**** Given records

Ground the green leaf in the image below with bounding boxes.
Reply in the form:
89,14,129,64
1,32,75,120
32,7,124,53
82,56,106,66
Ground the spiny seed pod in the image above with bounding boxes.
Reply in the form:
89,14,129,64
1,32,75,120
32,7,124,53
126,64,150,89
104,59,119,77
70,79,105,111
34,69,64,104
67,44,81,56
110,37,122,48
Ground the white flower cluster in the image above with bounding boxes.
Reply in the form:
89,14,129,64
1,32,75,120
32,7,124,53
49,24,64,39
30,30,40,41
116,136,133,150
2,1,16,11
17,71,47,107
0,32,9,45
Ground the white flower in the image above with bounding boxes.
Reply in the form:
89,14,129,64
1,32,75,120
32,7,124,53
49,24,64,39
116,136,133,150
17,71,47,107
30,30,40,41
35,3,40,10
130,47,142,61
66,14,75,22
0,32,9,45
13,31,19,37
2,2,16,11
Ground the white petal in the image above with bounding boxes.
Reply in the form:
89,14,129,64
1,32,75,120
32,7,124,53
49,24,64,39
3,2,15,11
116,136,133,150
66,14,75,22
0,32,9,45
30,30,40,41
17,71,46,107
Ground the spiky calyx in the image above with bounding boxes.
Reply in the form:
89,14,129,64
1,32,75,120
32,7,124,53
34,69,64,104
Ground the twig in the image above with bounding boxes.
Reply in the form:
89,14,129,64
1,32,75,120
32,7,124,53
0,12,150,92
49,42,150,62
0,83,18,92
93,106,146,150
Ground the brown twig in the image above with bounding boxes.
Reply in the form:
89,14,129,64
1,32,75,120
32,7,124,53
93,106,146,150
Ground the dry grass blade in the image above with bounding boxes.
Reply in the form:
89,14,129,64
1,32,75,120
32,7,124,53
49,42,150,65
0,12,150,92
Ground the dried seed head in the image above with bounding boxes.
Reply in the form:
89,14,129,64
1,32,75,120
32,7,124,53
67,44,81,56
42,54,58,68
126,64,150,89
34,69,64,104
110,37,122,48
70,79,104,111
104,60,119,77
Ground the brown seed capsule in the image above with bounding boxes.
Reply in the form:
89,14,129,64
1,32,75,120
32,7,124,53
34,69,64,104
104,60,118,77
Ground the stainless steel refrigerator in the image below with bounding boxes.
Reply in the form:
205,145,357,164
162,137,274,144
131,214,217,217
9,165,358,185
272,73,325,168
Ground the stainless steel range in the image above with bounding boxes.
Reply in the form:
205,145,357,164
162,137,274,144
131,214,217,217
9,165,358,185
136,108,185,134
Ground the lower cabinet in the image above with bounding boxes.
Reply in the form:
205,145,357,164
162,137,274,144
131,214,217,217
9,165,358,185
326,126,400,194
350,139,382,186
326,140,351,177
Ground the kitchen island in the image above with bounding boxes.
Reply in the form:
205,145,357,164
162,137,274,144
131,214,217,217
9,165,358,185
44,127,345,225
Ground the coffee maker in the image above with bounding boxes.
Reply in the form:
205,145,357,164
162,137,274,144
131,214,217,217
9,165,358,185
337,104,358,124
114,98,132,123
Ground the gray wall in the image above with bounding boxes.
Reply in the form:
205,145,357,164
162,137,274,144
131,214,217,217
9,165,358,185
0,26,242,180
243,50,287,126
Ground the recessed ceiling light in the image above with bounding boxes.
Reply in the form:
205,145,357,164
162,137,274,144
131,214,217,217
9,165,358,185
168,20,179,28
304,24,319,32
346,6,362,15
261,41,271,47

********

[Aim] Copy all of the material above line for line, with no changes.

[Complete output]
Ground the green leaf in the image below with bounding boxes.
Reply in the form:
89,14,129,64
1,32,75,120
32,7,124,53
82,56,106,66
Ground the spiny seed pod in the image above with bounding boxes.
Reply in the form:
89,14,129,64
1,32,75,120
32,7,124,53
126,64,150,89
104,59,119,77
70,79,105,111
34,69,64,104
67,44,81,56
110,37,122,48
Ground the white flower cluster in the image above with bounding boxes.
Reply in the form:
89,14,129,64
1,32,75,120
32,7,124,53
49,24,64,39
30,30,40,41
116,136,133,150
2,1,16,11
17,71,47,107
0,32,9,45
Ground the white flower in the image above with bounding boxes.
Reply in the form:
89,14,129,64
1,32,75,120
32,7,124,53
49,24,64,39
116,136,133,150
17,71,47,107
30,30,40,41
35,3,40,10
130,47,142,61
66,14,75,22
0,32,9,45
13,31,19,37
2,2,16,11
Ground the white petal in the image above with bounding boxes.
Reply in the form:
89,14,129,64
1,32,75,120
32,7,124,53
49,24,64,39
3,2,15,11
116,136,133,150
66,14,75,22
0,32,9,45
30,30,40,41
17,71,46,107
Ground the spiky calyx in the image above with bounding boxes.
Reply in the form:
89,14,129,64
1,32,75,120
32,7,124,53
34,69,64,104
Ground the twig in the image above with bounding boxes.
Reply in the form:
89,14,129,64
1,32,75,120
32,7,124,53
0,12,150,92
49,42,150,62
0,83,18,92
93,106,146,150
Ground the brown twig in the image above with bounding boxes.
Reply in the form:
89,14,129,64
1,32,75,120
32,7,124,53
93,106,146,150
Ground the dry grass blade in the image above with bounding boxes.
Reply in the form:
89,14,129,64
1,32,75,120
32,7,124,53
49,42,150,65
0,12,150,92
Ground the dried seed head in the image above with bounding boxes.
Reply in the form:
89,14,129,64
1,32,75,120
32,7,124,53
67,44,81,56
42,54,58,68
126,64,150,89
34,69,64,104
110,37,122,48
70,79,104,111
104,60,119,77
Ground the brown seed capsule in the image above with bounding boxes.
Reply in the form:
89,14,129,64
1,32,75,120
32,7,124,53
34,69,64,104
104,60,118,77
Ground the stainless steel refrigerator in the image below with bounding boxes.
Reply in the form:
205,145,357,164
162,137,274,144
131,214,217,217
9,165,358,185
272,73,325,168
Ground the stainless steel range in the image above with bounding boxes.
Reply in the form:
205,145,357,164
162,137,274,144
131,214,217,217
9,165,358,185
136,108,185,134
Ground the lower cabinet in the image above with bounding boxes.
Reply in the form:
205,145,357,164
162,137,274,144
131,214,217,217
9,165,358,185
326,126,400,194
350,139,382,186
326,140,351,177
Ground the kitchen island in the image above with bounding boxes.
Reply in the form:
205,145,357,164
162,137,274,144
131,214,217,217
9,165,358,185
44,127,345,225
Ground the coffee maker in the image above with bounding boxes.
Reply in the form:
205,145,357,164
162,137,274,144
131,214,217,217
9,165,358,185
337,104,358,124
114,98,132,123
Ground the gray wall in the image above with bounding boxes.
Reply in the form:
205,145,357,164
162,137,274,144
131,214,217,217
9,165,358,185
0,26,242,180
243,50,287,126
Ground the recessed ceiling light in the image above with bounding boxes.
Reply in the form:
205,145,357,164
162,137,274,144
131,214,217,217
9,165,358,185
168,20,179,28
304,24,319,32
346,6,362,15
261,41,271,47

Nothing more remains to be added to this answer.